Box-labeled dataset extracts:
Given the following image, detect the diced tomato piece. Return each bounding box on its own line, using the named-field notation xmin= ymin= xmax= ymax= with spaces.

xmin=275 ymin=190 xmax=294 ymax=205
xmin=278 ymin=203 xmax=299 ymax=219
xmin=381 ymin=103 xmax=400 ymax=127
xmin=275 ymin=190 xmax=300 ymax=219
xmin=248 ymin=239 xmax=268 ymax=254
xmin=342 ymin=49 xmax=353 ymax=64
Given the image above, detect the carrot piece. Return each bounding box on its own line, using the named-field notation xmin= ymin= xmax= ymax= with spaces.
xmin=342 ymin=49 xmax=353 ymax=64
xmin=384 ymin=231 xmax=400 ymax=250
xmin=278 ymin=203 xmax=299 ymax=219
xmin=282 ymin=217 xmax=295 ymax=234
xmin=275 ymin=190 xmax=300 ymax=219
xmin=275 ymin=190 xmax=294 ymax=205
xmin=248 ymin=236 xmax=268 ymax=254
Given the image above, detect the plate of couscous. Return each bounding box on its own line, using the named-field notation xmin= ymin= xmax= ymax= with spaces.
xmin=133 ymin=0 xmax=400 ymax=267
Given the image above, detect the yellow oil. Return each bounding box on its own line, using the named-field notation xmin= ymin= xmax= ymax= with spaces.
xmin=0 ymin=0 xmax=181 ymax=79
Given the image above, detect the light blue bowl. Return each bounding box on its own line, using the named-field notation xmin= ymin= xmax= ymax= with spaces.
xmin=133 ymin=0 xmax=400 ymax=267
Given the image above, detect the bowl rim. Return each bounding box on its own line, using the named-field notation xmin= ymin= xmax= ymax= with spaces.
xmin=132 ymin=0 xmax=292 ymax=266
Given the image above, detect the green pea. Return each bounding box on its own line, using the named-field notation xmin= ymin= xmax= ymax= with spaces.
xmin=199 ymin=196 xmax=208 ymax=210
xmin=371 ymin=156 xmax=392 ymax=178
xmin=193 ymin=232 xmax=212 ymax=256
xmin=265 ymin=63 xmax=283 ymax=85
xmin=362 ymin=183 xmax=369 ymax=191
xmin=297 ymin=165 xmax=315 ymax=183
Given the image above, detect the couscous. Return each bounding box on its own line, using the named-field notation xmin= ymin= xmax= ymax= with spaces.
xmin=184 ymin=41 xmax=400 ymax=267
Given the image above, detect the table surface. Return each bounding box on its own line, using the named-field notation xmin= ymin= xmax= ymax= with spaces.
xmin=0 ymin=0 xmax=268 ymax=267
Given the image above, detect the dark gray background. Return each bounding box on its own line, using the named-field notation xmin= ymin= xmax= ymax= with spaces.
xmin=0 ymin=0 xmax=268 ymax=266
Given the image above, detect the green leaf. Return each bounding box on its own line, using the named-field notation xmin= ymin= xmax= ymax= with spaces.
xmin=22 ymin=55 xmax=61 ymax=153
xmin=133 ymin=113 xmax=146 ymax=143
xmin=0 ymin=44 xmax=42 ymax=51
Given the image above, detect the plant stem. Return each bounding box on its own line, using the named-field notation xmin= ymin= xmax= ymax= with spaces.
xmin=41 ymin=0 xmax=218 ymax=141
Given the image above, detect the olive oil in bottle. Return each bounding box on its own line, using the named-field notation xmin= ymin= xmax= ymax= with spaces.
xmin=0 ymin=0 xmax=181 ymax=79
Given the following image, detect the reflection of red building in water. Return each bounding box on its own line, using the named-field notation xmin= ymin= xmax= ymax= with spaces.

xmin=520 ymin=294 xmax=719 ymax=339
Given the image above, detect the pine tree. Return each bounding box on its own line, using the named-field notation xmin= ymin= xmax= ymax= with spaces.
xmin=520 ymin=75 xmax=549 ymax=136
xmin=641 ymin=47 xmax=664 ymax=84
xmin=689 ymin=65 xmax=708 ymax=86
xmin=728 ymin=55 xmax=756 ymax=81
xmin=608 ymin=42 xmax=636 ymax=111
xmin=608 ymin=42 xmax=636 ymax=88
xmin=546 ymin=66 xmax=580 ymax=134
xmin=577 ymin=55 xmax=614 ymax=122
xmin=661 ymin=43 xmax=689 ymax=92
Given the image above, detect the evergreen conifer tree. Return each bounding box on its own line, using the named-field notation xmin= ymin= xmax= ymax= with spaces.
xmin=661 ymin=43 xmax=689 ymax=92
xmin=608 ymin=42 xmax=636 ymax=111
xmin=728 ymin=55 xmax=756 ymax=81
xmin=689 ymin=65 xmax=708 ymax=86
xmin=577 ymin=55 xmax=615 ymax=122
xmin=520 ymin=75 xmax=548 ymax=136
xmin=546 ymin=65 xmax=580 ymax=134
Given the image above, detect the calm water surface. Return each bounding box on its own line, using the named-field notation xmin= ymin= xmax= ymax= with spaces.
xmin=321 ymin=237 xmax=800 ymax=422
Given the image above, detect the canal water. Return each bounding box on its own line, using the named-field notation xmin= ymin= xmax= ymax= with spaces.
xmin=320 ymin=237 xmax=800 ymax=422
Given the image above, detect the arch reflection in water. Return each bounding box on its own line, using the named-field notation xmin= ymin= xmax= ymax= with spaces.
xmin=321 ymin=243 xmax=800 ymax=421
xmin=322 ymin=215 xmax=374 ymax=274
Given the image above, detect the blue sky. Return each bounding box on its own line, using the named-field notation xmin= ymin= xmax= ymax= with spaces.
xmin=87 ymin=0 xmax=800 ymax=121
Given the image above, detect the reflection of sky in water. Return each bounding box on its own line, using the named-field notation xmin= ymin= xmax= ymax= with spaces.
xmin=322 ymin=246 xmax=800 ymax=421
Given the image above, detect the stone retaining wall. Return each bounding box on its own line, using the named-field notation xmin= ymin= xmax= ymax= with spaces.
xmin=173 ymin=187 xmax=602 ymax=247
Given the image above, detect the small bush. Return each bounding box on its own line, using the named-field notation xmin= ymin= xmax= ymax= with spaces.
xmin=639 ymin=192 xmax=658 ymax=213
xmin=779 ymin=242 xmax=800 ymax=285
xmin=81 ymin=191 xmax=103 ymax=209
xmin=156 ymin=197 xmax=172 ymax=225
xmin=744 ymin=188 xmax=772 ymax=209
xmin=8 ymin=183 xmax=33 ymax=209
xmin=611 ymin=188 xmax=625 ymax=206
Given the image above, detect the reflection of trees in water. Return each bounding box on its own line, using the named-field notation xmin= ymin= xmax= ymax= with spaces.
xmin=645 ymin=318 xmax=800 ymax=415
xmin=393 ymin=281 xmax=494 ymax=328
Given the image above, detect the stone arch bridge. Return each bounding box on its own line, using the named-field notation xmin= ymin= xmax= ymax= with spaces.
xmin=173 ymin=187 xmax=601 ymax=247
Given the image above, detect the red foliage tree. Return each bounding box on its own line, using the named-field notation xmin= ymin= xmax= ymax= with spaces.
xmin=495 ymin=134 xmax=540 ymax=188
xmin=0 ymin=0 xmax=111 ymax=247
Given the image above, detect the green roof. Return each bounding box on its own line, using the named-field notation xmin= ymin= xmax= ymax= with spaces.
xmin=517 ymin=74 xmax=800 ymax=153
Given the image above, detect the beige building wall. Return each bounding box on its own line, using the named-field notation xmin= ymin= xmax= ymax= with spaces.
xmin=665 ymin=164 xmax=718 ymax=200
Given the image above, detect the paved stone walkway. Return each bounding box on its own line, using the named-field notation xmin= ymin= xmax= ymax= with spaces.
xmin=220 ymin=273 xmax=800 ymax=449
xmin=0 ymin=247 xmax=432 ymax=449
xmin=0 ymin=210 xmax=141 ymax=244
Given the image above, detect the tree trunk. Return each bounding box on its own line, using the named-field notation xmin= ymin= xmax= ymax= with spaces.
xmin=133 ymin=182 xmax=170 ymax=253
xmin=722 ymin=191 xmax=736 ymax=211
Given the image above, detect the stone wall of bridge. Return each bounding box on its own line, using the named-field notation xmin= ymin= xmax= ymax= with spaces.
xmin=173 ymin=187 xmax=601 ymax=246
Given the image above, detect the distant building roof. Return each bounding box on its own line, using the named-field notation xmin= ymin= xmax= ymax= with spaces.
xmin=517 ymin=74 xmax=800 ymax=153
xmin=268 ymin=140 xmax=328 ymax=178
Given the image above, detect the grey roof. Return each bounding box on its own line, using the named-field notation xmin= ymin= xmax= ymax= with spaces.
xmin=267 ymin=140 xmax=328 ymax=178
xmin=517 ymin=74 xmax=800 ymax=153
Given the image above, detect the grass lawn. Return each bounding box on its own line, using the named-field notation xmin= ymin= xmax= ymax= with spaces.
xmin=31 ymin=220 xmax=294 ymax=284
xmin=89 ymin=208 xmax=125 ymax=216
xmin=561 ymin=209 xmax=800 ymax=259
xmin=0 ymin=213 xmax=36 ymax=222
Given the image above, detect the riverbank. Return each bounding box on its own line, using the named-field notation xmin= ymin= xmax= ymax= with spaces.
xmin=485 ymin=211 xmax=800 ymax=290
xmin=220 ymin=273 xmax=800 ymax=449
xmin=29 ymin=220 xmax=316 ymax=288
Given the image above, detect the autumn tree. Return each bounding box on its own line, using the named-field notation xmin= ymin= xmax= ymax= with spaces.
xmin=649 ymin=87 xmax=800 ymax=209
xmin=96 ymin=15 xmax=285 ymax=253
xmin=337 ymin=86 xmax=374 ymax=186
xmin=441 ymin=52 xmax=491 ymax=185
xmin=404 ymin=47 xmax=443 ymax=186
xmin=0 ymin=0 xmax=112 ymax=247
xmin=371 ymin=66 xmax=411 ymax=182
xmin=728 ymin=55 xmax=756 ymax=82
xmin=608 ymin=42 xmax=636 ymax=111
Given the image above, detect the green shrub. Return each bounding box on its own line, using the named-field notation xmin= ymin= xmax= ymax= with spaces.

_Work to be completed_: Rewrite the items starting at the line that has "Given the image above, detect the green roof." and stopping after the line that has "xmin=0 ymin=210 xmax=141 ymax=244", changing "paved stone walkway" to "cobblestone path" and leaving everything else the same.

_Output below_:
Given the image above, detect the green roof. Return each bounding box on its own line, using the named-field notation xmin= ymin= xmax= ymax= with spaces.
xmin=517 ymin=74 xmax=800 ymax=153
Given the image above, detect the beige building wall. Return each bounding box on its own line, using the named-field notation xmin= ymin= xmax= ymax= with spaces.
xmin=665 ymin=164 xmax=718 ymax=200
Given the image above, detect the cobblestone path. Return each bounding box on its own line, using the named-field notation xmin= ymin= xmax= ymax= with spaces.
xmin=220 ymin=273 xmax=800 ymax=449
xmin=0 ymin=247 xmax=432 ymax=449
xmin=0 ymin=210 xmax=141 ymax=244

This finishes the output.